Start of Recorded data

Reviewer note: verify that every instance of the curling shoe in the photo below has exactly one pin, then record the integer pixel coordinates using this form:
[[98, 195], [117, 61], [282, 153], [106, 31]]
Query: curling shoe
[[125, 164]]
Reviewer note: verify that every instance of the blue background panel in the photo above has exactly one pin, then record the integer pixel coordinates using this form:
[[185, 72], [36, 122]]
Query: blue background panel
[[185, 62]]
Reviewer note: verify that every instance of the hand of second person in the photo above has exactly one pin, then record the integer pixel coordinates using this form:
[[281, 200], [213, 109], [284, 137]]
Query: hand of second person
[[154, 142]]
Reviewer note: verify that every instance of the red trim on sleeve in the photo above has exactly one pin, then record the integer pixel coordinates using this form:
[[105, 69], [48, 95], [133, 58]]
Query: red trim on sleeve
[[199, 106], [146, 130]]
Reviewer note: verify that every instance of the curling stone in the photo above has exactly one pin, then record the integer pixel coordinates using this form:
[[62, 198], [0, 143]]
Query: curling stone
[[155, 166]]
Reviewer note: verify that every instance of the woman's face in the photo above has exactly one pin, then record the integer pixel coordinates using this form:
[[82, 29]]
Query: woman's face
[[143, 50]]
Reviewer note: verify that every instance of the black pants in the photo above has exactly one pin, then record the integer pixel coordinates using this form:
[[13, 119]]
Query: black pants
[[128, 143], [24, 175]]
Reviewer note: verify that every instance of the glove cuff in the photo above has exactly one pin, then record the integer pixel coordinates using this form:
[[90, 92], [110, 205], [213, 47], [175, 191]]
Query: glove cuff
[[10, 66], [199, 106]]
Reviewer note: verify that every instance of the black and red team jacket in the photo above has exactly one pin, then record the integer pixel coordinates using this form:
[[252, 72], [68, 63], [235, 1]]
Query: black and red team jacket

End of Recorded data

Reproduce every line of the material above verbatim, from the first line to the last.

Reviewer note: verify that every instance of the curling shoe in the photo below has exactly one pin, then record the integer pixel coordinates using this form:
[[98, 195], [117, 61], [282, 153], [106, 31]]
Query: curling shoe
[[125, 164]]
Reviewer note: verify that every instance of the blue background panel in the photo above has exactly one pin, then record the integer pixel coordinates using this form:
[[185, 72], [36, 122]]
Query: blue background panel
[[185, 62]]
Reviewer note: verify that every instance of the hand of second person in the photo above has exactly one pin, then record the integer pixel coordinates using this form:
[[281, 200], [213, 109], [284, 137]]
Query: hand of second person
[[154, 142]]
Reviewer note: verify that every instance of the red trim on sleeve in the photo above has exactly one pin, then record the integer pixel coordinates using this form:
[[105, 69], [48, 95], [133, 58]]
Query: red trim on sleeve
[[199, 106], [146, 130]]
Reviewer note: verify that every instance of the curling stone in the photo above has exactly one pin, then record the integer pixel coordinates using this form:
[[62, 198], [0, 143]]
Query: curling stone
[[155, 166]]
Reviewer note: verify that every instance of the woman's face in the photo above has exactly one pin, then record the integer pixel coordinates using this form:
[[82, 29]]
Query: woman's face
[[143, 50]]
Reviewer note: verify that every instance of the black pants in the photo above has exactly one pin, then record the integer pixel coordinates using this form:
[[13, 119]]
Query: black pants
[[128, 143], [24, 175]]
Reviewer note: verify that every instance of the glove cuff in the photo above has exactly one pin, then record the integer pixel coordinates using this form:
[[90, 92], [110, 205], [213, 47], [175, 191]]
Query: glove cuff
[[10, 66], [199, 106]]
Reviewer note: verify that every instance of the black and red team jacket in the photo above has exactly one pin, then record the integer pixel coordinates using this form:
[[252, 72], [68, 63], [235, 1]]
Query: black and red team jacket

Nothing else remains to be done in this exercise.